全国の大都市に支店を開設し、ジャカルタではプロガドン地区に印刷所をも開いて中央政
府の教育行政に必要な印刷物の要請に即応できる体制が作られている。


インドネシア独立の初期の時代、プラッニャパラミタPradnya Paramitaという出版社が学
校教育のための教科書を供給していた。この出版社はオランダ時代のNV JB Wolters Uit-
gevers Mij、NV Noordhof Kolf Uitgevers Mij、NV W Versluys Uitgevers、NV H Stam 
Technische Uitgevers Mijという四つの出版社(株式会社)が合併してできたものだそう
で、インドネシア政府はこのプラッニャパラミタ出版社を国有事業体にした。つまり独立
インドネシア共和国政府はふたつの国有出版社を持っていたということになる。

1970年代に中学生だったひとの手記を読むと、かれが中学校で使った教科書の出版社
がプラッニャパラミタだったそうだ。小学校の教科書の出版社はまったく記憶にないらし
い。小学生時代にそんなことに興味を持つ子供はきっと稀な存在だろう。1964年発行
の教科書にプラッニャパラミタの住所はジャカルタ市クブンシリ通りとなっており、65
年発行の教科書ではジャカルタ市テウクウマル通りとなっていて、住所変更があったこと
を推測させる。

- _資料_:

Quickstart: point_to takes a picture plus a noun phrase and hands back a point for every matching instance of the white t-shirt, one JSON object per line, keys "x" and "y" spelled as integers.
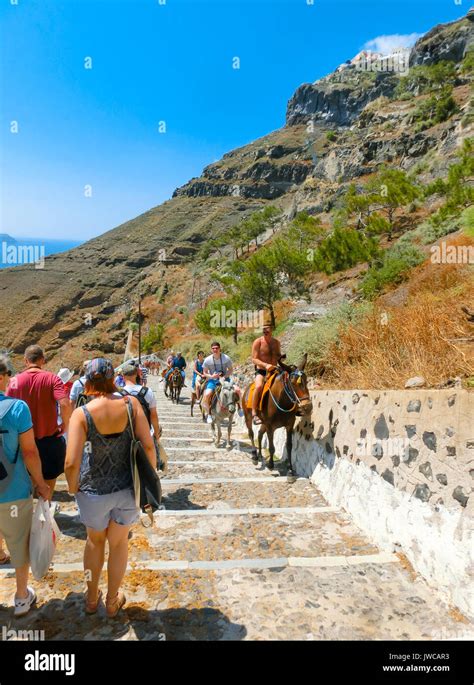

- _課題_:
(a) 上の本文抜粋について、次の問いに答えてください。
(i) ジャカルタで印刷所が開かれたのはどの地区か。
(ii) プラッニャパラミタは、オランダ時代のいくつの出版社が合併してできたものか。
(iii) 1964年発行の教科書に記されたプラッニャパラミタの住所はどこか。
(b) 上の本文抜粋から、「インドネシア独立の初期の時代」で始まり「インドネシア共和国政府はふたつの国有出版社を持っていたということになる。」で終わる部分を一字も変えずに返してください。
(c) 上にあるインドネシアの出版社についての本文抜粋を、最後の文の後から書き継いでください。

- _課題別の解答_:
(a)
(i) プロガドン地区
(ii) 四つ
(iii) ジャカルタ市クブンシリ通り

(b)
インドネシア独立の初期の時代、プラッニャパラミタPradnya Paramitaという出版社が学
校教育のための教科書を供給していた。この出版社はオランダ時代のNV JB Wolters Uit-
gevers Mij、NV Noordhof Kolf Uitgevers Mij、NV W Versluys Uitgevers、NV H Stam 
Technische Uitgevers Mijという四つの出版社(株式会社)が合併してできたものだそう
で、インドネシア政府はこのプラッニャパラミタ出版社を国有事業体にした。つまり独立
インドネシア共和国政府はふたつの国有出版社を持っていたということになる。

(c)
そのころ、プラッニャパラミタは小中高から大学までの教科書を出版していたようだ。そ
れらのインドネシア語で書かれた諸科目の教科書はオランダのものの翻訳版だった可能性
がその手記の中に述べられている。

最終的に民間の教科書出版社が力をつけてクオリティを向上させたためだろうか、プラッ
ニャパラミタはそのうちに鳴かず飛ばずになって2011年12月にバライプスタカに吸
収されてしまった。


他の老舗に比べれば年数はまだ短いものの、プスタカジャヤPustaka Jayaも有力な出版社
のひとつだ。プスタカジャヤの設立は1971年で、アスルル・サニAsrul Sani、アイッ
プ・ロシディAjip Rosidi、ラマダンRamadhanKH、イラファティ・スディアルソIrafati 
Sudiarsoたち文学者とジャカルタ芸術評議会Dewan Kesenian Jakartaメンバーが役員とな
って、チプトラ氏のジャヤラヤ財団の中に設けられた。資本金はアリ・サディキンAli 
Sadikin都知事がジャヤラヤ財団を経由して提供した。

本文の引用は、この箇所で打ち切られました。